Problem to solve:
Transcribe the records in full, keeping every character as it is.
### Data for this task ###
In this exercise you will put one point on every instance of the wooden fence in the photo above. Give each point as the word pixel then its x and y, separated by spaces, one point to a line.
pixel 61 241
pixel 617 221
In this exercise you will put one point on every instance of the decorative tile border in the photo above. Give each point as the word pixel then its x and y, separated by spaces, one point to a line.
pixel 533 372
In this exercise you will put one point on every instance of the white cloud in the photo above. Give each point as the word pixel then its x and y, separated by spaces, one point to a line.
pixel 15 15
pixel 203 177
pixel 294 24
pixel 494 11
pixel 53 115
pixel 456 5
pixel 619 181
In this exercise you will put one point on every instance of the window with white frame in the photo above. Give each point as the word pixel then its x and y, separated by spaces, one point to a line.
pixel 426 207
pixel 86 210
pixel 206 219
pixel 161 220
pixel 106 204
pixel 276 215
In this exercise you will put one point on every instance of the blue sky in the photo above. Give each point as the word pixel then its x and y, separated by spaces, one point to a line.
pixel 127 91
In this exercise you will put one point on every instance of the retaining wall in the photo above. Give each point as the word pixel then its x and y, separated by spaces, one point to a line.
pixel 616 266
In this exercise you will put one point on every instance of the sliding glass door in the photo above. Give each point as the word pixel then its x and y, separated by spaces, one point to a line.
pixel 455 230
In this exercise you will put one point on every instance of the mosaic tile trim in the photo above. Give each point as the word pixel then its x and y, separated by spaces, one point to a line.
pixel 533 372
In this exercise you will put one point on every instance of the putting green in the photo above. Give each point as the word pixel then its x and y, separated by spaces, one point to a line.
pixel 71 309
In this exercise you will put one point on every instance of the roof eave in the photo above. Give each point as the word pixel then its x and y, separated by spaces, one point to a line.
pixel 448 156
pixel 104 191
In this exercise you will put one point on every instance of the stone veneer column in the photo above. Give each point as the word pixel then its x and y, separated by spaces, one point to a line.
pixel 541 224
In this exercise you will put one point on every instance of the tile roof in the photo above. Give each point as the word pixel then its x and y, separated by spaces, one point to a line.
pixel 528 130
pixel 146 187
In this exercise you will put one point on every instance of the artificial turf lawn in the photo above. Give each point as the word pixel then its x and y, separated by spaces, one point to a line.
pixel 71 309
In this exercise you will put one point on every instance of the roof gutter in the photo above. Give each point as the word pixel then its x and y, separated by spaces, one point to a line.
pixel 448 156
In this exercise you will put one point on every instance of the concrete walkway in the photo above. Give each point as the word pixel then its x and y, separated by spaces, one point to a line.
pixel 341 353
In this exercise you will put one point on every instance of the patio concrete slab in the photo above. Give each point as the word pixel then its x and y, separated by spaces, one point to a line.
###
Solution to this task:
In this exercise you will put one point on every instance of the wooden fence in the photo above. Give each point as the word pixel then its x and y, separated by spaces, one point to a line.
pixel 61 241
pixel 617 221
In this exercise you will put one point on every instance of the decorative tile border in the photo above. Give each point as the word pixel then its x and y, separated by spaces, one point to a line.
pixel 533 372
In this exercise you will put one point on every instance of the white cloud in the photo above. Give each point as the word pixel then its x and y, separated by spaces, one point to a line.
pixel 15 15
pixel 203 177
pixel 294 24
pixel 494 11
pixel 53 115
pixel 456 5
pixel 619 181
In this exercise you will put one point on every instance of the window with white frame in the photo above. Give each point as the word pixel then its x and y, separated by spaces, one point to a line.
pixel 426 207
pixel 86 210
pixel 206 219
pixel 161 220
pixel 106 204
pixel 276 215
In this exercise you will put one point on every instance of the blue sky in the photo above. Give each point as the word pixel then its x and y, separated by spaces, one point to a line.
pixel 127 91
In this exercise you will put one point on every instance of the retaining wall in the photo above. Give each point as the word pixel then its x and y, separated by spaces, one point to a line.
pixel 616 266
In this exercise you will put one point on every instance of the sliding glass door in the photo above. Give each point as the word pixel then its x and y, separated by spaces, one point to a line.
pixel 455 230
In this exercise you will put one point on every instance of the mosaic tile trim in the photo above. Give each point as the word pixel then its x and y, separated by spaces, one point to a line.
pixel 533 372
In this exercise you will put one point on every instance of the putting green in the photo above. Give each point as the word pixel then its x and y, separated by spaces, one point to a line.
pixel 71 309
In this exercise you will put one point on every instance of the roof eave in the photo above. Give each point as the word pixel then its x and y, separated by spaces, one point to a line.
pixel 448 156
pixel 104 191
In this exercise you will put one point on every instance of the stone veneer column in the photo above. Give each point as the word pixel then its x and y, separated by spaces, one point to a line.
pixel 541 224
In this exercise you will put one point on every instance of the tile roof in the photo above. Give each point as the word pixel then its x and y, separated by spaces, one point to a line.
pixel 528 130
pixel 146 187
In this exercise you will put one point on every instance of the artificial turf lawn in the photo above. Give each point as the word pixel then its x and y, separated by spaces, one point to a line.
pixel 71 309
In this exercise you will put one point on every instance of the roof gutter in the photo above. Give each point as the word pixel then its x and y, separated by spaces, one point to a line.
pixel 448 156
In this exercise you will put one point on every instance of the concrete walkway in the photo above. Give each point as the word pixel then its x and y, separated by spaces, one point to a line.
pixel 341 353
In this exercise you will put one point on every instance of the patio concrete slab in the photo above. Give each point as the word pixel then its x and y, separated by spaces, one point to a line.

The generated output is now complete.